## PROBLEM STATEMENT
Quote the rows word for word, beginning with the line that contains "of the blonde" and continuing through the last line of the rows.

## DATA SHOWN
☆ ☆ ☆ ☆ ☆ ☆ ☆

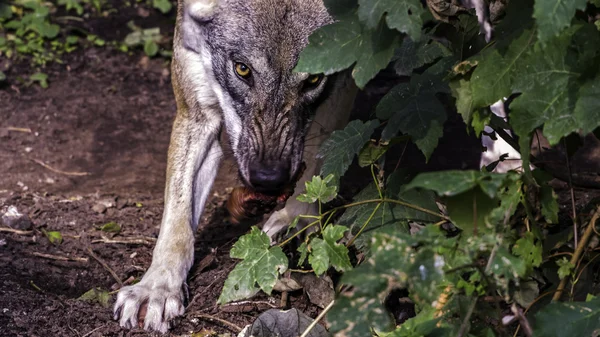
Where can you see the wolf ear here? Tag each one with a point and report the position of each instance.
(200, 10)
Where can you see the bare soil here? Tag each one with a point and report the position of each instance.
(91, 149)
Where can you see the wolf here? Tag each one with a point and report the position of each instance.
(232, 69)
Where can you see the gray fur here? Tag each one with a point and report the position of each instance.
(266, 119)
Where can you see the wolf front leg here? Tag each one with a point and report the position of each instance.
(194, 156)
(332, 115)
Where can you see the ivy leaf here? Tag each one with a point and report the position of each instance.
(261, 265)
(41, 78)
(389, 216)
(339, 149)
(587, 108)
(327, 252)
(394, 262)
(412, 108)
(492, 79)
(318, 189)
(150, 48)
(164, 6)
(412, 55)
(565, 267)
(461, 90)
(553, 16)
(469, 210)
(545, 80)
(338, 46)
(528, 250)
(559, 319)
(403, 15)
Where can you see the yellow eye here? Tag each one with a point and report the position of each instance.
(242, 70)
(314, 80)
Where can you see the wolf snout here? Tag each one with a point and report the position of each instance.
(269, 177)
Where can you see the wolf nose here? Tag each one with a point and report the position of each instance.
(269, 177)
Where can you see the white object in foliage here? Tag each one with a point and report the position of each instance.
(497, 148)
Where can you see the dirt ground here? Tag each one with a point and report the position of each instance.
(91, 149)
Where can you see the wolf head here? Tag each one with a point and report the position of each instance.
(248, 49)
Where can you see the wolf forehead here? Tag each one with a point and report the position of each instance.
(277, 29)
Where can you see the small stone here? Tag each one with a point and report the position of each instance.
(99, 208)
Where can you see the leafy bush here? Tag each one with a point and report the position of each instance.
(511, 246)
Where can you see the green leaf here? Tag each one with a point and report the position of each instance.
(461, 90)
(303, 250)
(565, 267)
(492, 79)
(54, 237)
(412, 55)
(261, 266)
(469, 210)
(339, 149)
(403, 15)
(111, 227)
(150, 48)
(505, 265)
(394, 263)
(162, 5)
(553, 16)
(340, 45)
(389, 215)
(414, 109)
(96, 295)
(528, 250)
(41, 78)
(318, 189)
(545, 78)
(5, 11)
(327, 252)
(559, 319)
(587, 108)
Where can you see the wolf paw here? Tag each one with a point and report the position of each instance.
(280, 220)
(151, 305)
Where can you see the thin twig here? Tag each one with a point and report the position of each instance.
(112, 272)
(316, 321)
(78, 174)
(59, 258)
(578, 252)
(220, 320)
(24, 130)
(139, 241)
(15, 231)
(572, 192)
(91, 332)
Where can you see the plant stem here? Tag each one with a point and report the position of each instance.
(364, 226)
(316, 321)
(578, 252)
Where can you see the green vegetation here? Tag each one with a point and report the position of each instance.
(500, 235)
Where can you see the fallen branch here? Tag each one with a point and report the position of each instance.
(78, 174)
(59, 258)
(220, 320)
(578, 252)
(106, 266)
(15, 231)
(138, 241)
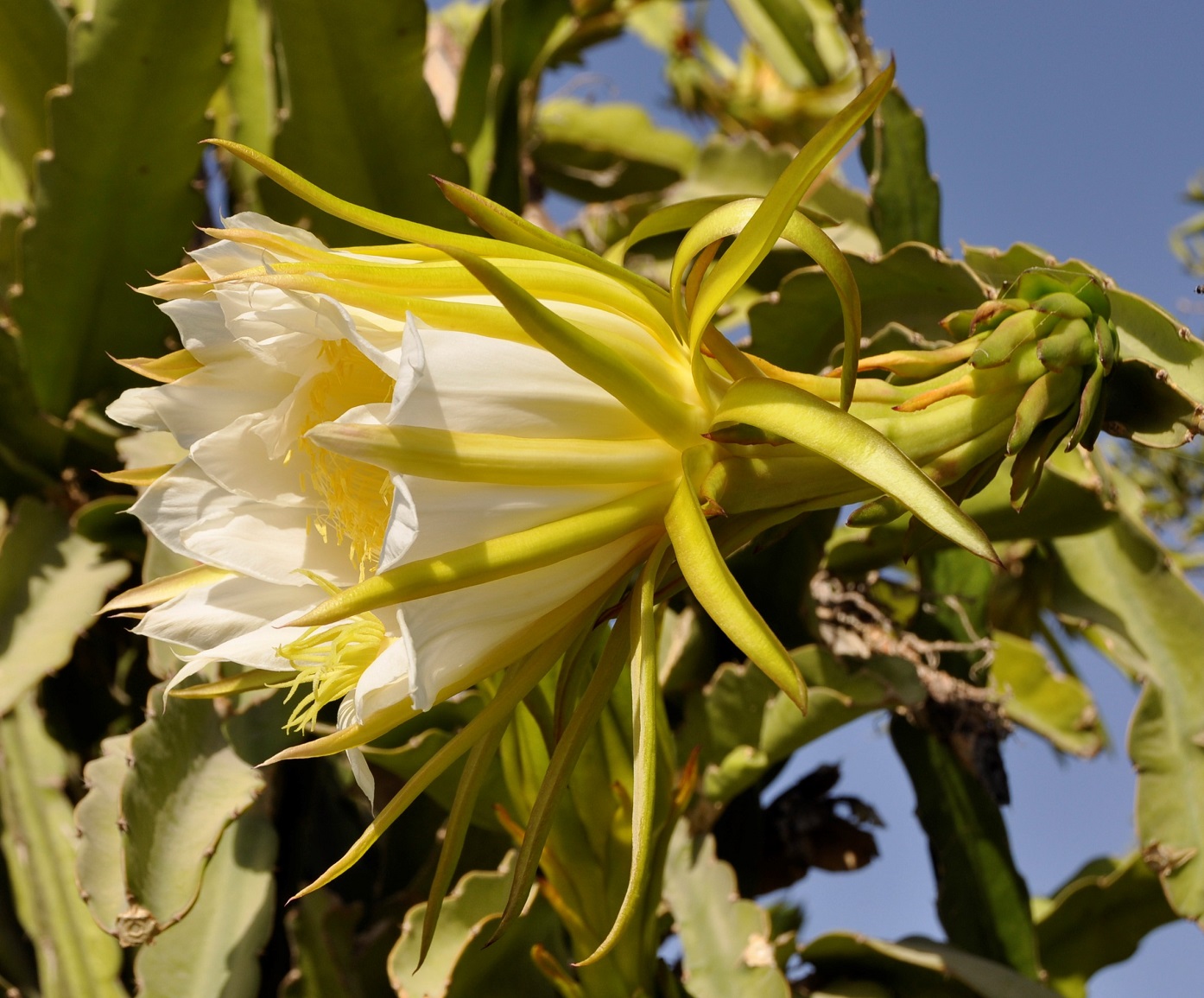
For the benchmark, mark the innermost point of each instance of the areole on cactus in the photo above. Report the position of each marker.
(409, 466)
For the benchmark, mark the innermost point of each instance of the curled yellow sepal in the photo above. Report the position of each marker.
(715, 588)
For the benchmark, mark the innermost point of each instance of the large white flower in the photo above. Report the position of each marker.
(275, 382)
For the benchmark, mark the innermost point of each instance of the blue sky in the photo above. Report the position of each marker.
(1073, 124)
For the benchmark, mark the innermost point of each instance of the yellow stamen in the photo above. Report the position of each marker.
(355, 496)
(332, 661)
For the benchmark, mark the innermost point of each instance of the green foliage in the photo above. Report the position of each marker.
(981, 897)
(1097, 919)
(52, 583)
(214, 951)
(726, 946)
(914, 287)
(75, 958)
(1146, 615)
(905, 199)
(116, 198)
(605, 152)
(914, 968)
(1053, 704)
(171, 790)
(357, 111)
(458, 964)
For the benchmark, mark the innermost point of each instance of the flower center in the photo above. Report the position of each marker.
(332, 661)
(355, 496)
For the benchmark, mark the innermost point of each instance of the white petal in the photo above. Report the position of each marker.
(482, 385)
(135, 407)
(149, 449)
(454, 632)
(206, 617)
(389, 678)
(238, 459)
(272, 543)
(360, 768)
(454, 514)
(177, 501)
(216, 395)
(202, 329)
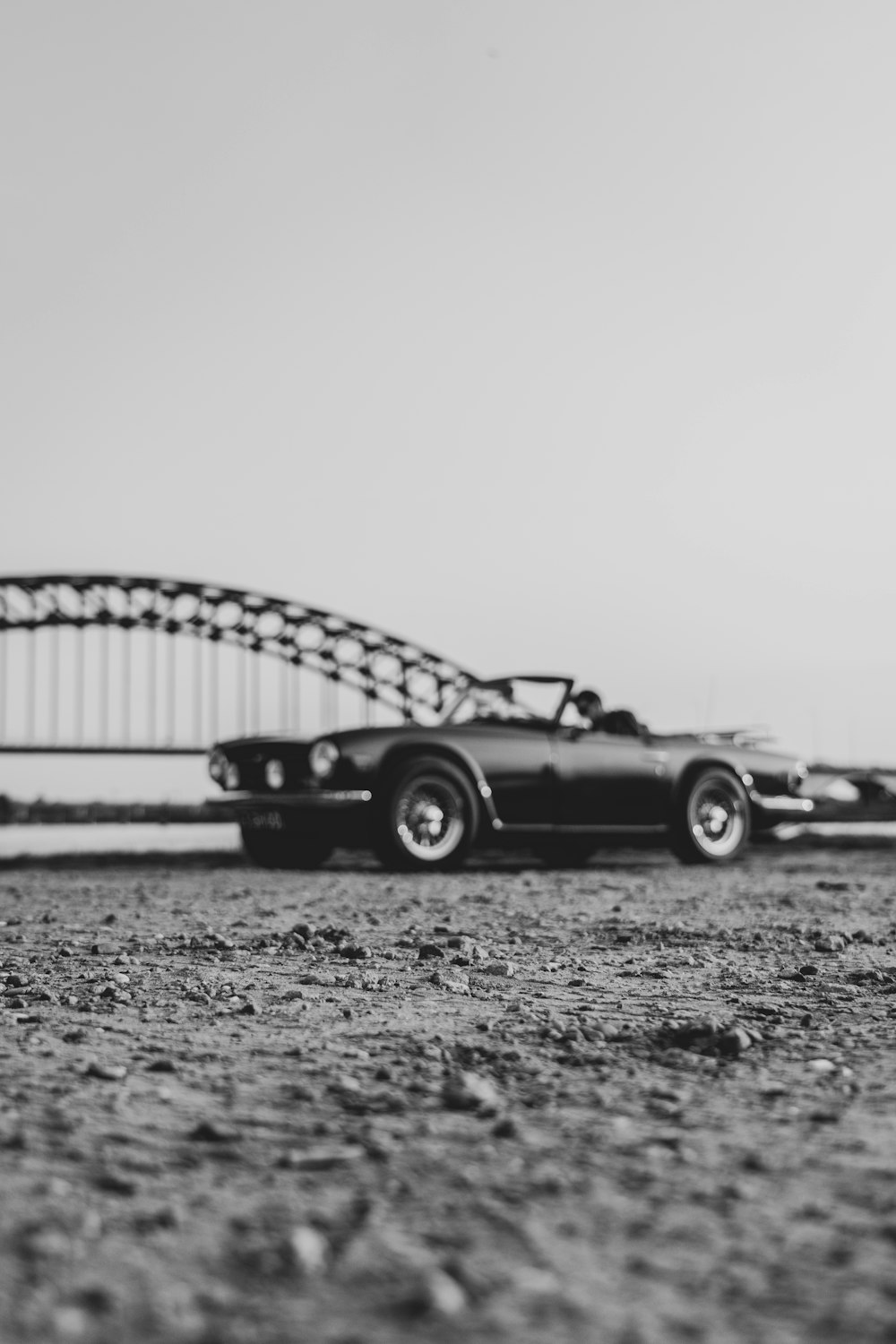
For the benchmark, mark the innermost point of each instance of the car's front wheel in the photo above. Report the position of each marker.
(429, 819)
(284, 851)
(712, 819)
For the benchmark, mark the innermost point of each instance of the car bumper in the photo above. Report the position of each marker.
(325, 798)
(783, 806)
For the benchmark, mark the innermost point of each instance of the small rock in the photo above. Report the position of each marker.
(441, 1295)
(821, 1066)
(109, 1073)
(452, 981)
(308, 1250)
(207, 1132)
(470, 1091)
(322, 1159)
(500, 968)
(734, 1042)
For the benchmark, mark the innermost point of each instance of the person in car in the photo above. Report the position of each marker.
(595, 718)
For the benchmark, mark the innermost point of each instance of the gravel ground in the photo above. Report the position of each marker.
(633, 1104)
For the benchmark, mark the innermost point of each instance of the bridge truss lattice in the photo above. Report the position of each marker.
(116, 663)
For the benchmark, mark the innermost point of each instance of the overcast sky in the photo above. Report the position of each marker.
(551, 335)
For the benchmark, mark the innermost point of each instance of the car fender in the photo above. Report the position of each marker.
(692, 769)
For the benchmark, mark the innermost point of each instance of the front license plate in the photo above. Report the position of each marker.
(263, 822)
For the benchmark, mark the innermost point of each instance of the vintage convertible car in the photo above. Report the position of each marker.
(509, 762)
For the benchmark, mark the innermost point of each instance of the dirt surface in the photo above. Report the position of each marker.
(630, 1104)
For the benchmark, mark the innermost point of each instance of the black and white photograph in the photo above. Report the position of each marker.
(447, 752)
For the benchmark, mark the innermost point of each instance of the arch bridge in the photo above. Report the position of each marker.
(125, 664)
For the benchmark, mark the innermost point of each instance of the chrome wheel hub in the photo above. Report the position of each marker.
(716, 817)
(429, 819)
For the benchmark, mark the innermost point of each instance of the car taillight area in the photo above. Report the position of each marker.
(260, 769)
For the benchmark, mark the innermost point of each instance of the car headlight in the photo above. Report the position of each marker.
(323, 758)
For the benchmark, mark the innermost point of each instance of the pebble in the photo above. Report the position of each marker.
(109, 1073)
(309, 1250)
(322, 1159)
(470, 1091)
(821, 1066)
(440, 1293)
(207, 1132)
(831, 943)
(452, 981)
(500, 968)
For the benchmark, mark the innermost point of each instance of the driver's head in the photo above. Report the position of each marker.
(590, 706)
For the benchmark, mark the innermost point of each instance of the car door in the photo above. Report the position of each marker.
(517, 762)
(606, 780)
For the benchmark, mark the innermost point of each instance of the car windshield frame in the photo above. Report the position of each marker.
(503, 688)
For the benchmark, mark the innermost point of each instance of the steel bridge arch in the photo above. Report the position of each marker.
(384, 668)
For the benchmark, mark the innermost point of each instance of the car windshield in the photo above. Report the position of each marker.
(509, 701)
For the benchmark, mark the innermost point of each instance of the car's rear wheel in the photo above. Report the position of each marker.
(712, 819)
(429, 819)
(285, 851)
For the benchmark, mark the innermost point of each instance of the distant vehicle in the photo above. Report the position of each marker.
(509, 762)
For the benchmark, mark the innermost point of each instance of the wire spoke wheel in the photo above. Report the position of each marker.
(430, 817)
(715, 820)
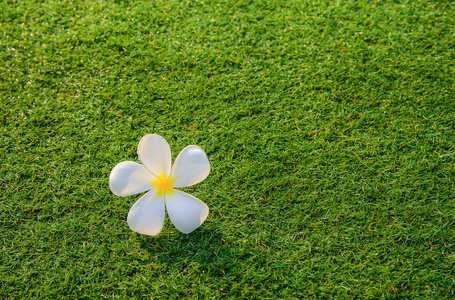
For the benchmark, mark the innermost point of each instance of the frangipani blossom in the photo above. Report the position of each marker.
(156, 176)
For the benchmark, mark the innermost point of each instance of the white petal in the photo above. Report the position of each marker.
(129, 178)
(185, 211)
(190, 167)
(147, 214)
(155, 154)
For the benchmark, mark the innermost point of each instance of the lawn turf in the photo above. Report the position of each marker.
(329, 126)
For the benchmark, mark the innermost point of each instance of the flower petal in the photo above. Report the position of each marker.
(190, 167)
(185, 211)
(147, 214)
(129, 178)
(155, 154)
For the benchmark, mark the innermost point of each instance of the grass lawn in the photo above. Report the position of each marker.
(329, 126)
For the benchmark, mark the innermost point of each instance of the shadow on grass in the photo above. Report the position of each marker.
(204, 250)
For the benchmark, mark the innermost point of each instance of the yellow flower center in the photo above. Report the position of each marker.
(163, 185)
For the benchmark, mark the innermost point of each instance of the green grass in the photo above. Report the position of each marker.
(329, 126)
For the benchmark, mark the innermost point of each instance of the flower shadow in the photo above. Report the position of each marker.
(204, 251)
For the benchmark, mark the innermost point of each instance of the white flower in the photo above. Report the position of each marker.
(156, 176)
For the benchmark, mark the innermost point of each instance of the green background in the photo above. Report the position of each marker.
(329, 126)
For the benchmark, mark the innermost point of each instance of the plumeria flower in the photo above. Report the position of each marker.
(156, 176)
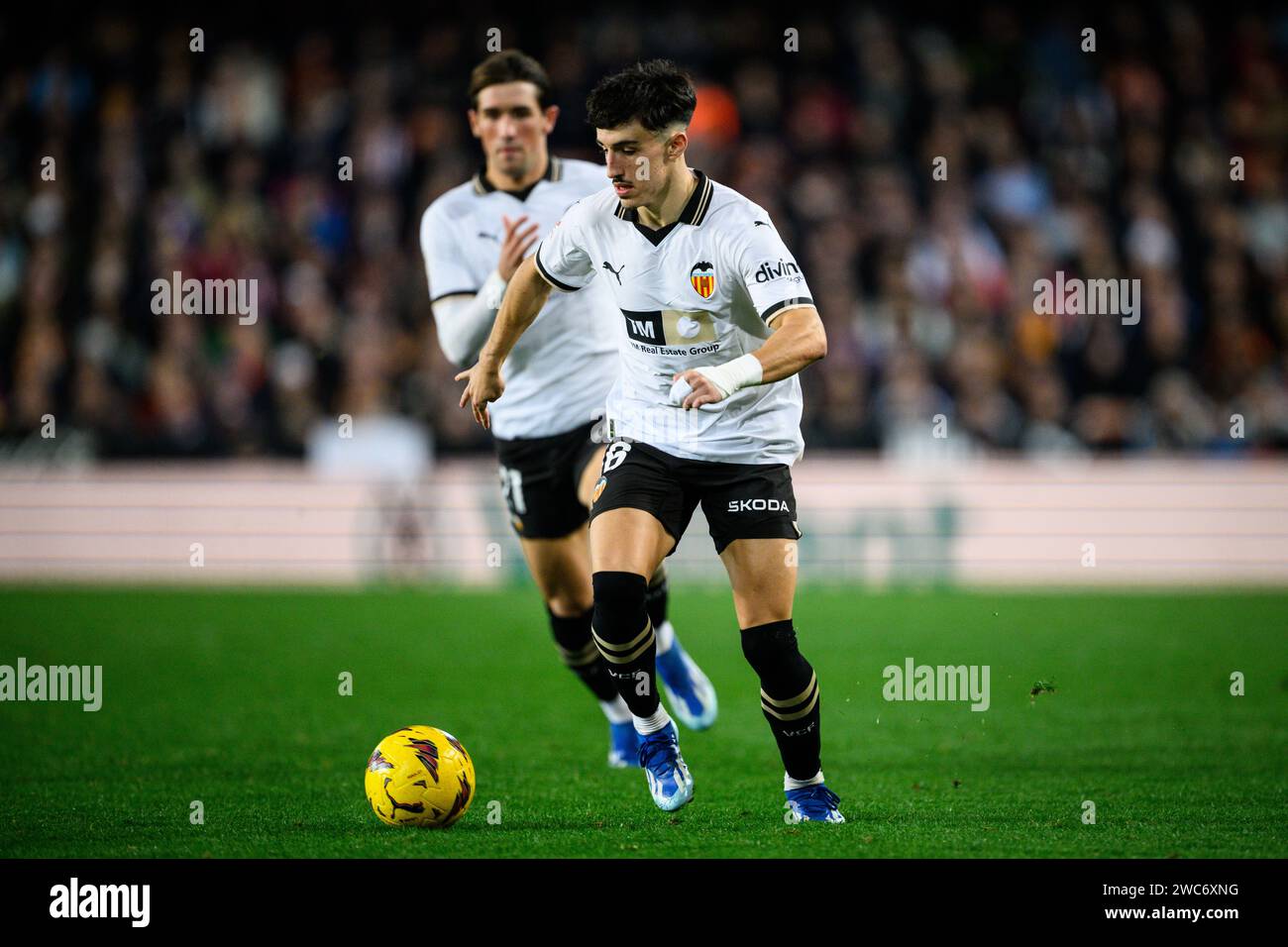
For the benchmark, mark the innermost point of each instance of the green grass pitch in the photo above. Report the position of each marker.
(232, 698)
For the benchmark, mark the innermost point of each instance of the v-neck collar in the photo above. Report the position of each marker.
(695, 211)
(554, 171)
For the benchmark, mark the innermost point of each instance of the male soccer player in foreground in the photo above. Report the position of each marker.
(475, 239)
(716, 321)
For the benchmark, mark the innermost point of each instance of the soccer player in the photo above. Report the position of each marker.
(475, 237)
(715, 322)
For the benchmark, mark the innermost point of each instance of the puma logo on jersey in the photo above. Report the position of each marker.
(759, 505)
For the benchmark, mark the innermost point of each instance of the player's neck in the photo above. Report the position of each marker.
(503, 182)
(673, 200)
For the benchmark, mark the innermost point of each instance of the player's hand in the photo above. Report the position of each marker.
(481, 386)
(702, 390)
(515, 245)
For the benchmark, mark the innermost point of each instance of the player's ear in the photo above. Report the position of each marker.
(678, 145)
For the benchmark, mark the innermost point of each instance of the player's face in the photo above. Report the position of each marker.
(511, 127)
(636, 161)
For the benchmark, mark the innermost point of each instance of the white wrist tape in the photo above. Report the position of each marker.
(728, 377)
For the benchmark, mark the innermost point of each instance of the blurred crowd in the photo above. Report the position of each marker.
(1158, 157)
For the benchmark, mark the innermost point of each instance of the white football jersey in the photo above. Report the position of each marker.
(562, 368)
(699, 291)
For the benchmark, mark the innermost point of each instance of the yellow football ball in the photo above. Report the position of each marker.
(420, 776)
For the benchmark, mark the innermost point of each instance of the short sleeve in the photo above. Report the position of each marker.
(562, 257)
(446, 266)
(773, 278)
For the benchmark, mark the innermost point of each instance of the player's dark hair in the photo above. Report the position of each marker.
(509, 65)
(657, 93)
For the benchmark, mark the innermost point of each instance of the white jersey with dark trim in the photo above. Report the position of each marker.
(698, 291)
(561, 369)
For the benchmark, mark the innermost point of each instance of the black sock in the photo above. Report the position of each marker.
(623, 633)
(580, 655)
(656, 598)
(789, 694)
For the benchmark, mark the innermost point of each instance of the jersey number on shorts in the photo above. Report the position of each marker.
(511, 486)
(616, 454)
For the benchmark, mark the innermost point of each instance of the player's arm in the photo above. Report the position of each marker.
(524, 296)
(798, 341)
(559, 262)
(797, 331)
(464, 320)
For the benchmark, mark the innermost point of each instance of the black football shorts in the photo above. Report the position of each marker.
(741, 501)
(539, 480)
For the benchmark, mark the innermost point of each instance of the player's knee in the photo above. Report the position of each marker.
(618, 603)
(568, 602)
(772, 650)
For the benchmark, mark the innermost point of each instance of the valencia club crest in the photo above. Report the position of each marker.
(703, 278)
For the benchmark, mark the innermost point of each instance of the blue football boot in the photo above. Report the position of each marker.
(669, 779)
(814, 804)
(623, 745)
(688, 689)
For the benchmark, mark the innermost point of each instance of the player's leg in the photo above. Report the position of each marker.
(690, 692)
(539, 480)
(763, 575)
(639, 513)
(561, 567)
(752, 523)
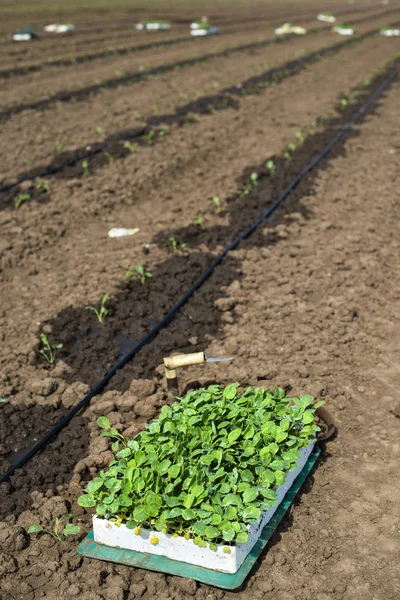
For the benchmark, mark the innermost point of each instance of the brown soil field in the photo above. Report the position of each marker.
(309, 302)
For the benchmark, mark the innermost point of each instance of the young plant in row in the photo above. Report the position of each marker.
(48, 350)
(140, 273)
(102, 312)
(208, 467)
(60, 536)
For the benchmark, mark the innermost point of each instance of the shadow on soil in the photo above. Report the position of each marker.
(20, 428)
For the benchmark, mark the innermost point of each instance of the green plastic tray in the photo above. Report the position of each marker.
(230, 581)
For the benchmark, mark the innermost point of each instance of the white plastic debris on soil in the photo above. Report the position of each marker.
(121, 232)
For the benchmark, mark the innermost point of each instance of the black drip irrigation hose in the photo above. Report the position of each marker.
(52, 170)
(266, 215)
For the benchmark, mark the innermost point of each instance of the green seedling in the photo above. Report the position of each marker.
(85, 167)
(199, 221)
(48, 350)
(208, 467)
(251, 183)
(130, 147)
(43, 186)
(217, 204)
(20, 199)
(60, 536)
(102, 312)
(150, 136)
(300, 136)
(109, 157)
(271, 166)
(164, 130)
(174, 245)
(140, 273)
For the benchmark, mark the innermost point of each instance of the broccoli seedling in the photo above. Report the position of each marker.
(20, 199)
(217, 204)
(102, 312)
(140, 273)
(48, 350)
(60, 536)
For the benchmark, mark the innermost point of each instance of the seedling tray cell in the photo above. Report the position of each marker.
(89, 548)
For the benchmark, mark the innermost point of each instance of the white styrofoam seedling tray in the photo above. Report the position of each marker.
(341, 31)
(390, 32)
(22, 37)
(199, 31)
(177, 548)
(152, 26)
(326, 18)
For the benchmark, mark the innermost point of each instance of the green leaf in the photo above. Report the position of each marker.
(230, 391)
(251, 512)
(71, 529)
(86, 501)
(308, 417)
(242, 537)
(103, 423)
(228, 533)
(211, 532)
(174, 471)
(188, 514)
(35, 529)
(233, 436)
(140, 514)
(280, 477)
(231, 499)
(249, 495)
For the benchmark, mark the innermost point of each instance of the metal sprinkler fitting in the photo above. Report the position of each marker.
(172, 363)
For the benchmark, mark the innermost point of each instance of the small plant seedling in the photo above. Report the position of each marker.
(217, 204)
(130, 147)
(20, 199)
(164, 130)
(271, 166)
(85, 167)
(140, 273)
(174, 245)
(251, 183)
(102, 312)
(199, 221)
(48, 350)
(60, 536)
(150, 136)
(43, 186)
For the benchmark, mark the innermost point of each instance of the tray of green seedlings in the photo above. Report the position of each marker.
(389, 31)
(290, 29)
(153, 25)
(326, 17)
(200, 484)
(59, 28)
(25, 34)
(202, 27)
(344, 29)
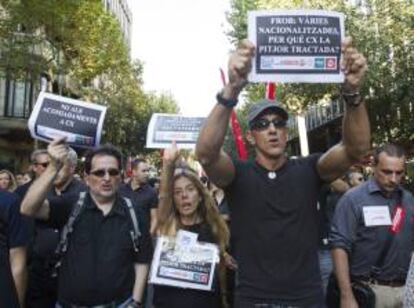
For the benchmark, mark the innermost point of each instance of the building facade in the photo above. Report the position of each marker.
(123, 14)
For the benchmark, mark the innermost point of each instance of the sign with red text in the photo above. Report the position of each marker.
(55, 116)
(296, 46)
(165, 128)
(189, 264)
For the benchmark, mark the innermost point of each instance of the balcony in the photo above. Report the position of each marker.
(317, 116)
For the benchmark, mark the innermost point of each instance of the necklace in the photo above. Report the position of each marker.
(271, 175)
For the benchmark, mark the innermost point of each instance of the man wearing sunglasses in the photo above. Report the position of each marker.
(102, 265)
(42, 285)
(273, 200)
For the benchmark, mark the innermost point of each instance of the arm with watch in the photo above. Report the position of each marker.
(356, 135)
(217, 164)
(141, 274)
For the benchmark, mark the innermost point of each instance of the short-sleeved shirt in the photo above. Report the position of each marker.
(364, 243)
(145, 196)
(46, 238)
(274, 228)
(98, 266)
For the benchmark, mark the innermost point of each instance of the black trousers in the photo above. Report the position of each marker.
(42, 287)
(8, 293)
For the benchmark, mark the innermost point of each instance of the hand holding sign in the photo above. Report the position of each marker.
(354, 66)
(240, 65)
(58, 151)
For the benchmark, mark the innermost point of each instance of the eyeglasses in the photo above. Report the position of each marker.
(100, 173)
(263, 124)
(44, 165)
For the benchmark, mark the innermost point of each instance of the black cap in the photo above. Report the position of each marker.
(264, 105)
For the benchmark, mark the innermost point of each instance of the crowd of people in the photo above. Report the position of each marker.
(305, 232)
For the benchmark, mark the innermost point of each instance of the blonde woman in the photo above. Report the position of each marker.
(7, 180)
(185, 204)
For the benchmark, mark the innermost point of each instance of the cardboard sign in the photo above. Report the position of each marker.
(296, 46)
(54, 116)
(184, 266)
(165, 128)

☆ ☆ ☆ ☆ ☆ ☆ ☆

## RESPONSE TO THE TASK
For the benchmark, mark the innermost point of each instance of the blonde woman in the photo above. Report the position of each marker.
(7, 180)
(185, 204)
For the benchmark, mark the innermost point of each instance of the cardboard sign in the photo above. Report the position of each marker.
(296, 46)
(54, 116)
(184, 266)
(165, 128)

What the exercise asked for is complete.